> WHAT IS NEEDED
Copy out the data below, substituting "image" for each occurrence of "photo" and changing nothing else, and omit the pictures from your answer.

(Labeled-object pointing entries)
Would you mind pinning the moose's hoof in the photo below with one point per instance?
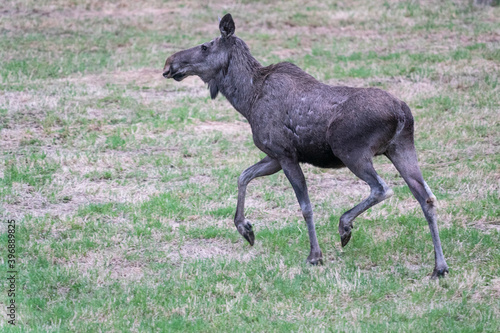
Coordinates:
(439, 272)
(245, 229)
(315, 259)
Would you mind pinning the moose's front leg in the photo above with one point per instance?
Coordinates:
(265, 167)
(296, 177)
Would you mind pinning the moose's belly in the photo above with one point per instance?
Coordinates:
(318, 155)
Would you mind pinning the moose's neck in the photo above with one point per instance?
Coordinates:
(238, 83)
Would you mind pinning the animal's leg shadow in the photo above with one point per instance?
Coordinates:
(296, 177)
(265, 167)
(379, 191)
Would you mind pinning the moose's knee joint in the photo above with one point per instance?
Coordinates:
(431, 200)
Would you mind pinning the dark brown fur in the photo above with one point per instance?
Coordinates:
(297, 119)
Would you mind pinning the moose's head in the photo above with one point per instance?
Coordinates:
(205, 60)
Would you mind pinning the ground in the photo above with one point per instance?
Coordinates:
(123, 185)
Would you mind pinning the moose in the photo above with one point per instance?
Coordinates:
(296, 119)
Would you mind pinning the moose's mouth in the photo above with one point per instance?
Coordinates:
(177, 76)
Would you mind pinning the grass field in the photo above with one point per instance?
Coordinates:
(123, 185)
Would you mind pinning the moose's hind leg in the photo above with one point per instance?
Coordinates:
(379, 191)
(404, 159)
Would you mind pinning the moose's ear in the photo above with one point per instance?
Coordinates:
(226, 26)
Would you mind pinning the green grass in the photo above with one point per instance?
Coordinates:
(124, 185)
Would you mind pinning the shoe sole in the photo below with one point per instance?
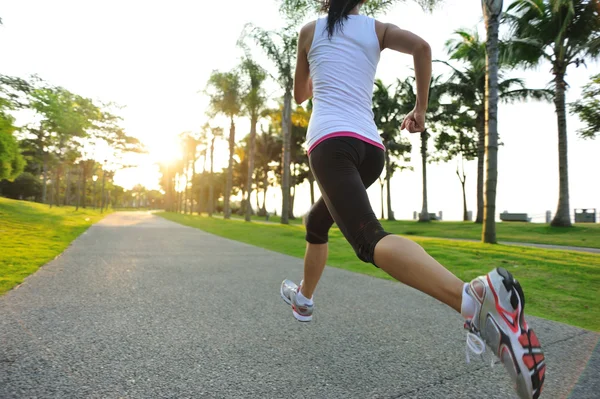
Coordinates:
(297, 315)
(520, 352)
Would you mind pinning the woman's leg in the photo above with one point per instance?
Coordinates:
(314, 264)
(343, 168)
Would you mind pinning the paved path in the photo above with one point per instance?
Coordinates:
(140, 307)
(518, 244)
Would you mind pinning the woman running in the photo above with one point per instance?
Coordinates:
(337, 60)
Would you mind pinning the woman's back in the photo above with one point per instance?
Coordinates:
(343, 69)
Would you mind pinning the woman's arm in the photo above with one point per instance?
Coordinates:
(302, 81)
(392, 37)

> EXERCISE SOLUTION
Would you mind pinning the moose's hoof in the image below with one point per instance?
Coordinates:
(439, 272)
(245, 229)
(315, 259)
Would you mind pinning the moose's front leg in the image above with one point per instance?
Coordinates:
(265, 167)
(296, 177)
Would you mind pinning the moose's belly in the image above with one point per instance?
Coordinates:
(318, 155)
Would you mind pinning the moose's neck in the image above with one point per instance?
Coordinates:
(238, 83)
Would you mind pinning the animal's leg shadow in the image above with one point per instance?
Coordinates:
(296, 177)
(265, 167)
(379, 191)
Would you mind pinning the moose's knee joint in the image above with one point per instance?
Coordinates:
(431, 200)
Would you mind pinning the dark brown fur in the image above with one point per instance?
Coordinates:
(297, 119)
Would you mind pinning the moose's head in the image above with one point per instance?
Coordinates:
(205, 60)
Would you mind pinning the ground in the image above with one point per instance?
Coordinates:
(123, 185)
Would you mind pinning the moose in the image above with one point per instance?
Coordinates:
(296, 119)
Would you mind pinning the moose's mouth in the image above with one point per instance?
Coordinates:
(177, 76)
Would you mind pinning the grass field in the image above with one point per instance?
Coordinates:
(123, 185)
Would you mind pinning the moose's hind leg in the image above with one point per instance?
Coordinates:
(379, 191)
(404, 159)
Would you mind pinning the moose's ear in the image above with one point per instance?
Coordinates:
(226, 26)
Would you mind pinning the green grass in the image above with one point per instance?
Coordinates:
(124, 185)
Would you mind pinning the shoe sole in the image below with one point per instance?
Coordinates:
(297, 315)
(520, 352)
Would you mind pinning the woman's leg in the image above with one point per instance?
Coordinates:
(314, 264)
(343, 168)
Would you mind pinning the paved path in the image above with one point per instance?
Coordinates:
(140, 307)
(518, 244)
Would you mind pinning the woman running in the image above with one point per instance?
Coordinates:
(337, 60)
Would you mind pinning the woman's back in the image above with one point per instance?
Coordinates:
(343, 69)
Would you mind pinning the woman's arm in the image above with one point per instance?
Coordinates:
(302, 81)
(392, 37)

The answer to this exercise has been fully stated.